Task: Restate word for word the entries below, starting with the line with "the even-odd rule" and continuing through the line with "</instances>". Include both of those lines and no others.

Dataset records:
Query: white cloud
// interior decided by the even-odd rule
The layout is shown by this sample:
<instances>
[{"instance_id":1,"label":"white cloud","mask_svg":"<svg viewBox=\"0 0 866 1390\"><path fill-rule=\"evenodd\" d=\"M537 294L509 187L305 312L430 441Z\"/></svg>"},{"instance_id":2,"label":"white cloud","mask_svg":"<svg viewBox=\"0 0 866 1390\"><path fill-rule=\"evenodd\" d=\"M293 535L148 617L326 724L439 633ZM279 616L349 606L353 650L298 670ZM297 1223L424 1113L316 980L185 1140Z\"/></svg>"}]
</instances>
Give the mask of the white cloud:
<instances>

Answer area:
// interior decided by the even-odd rule
The layout is shown by this sample:
<instances>
[{"instance_id":1,"label":"white cloud","mask_svg":"<svg viewBox=\"0 0 866 1390\"><path fill-rule=\"evenodd\" d=\"M537 294L509 187L305 312L430 441Z\"/></svg>"},{"instance_id":2,"label":"white cloud","mask_svg":"<svg viewBox=\"0 0 866 1390\"><path fill-rule=\"evenodd\" d=\"M293 535L148 617L326 724L439 633ZM279 616L349 606L353 650L298 670ZM297 1223L424 1113L316 980L185 1140Z\"/></svg>"}]
</instances>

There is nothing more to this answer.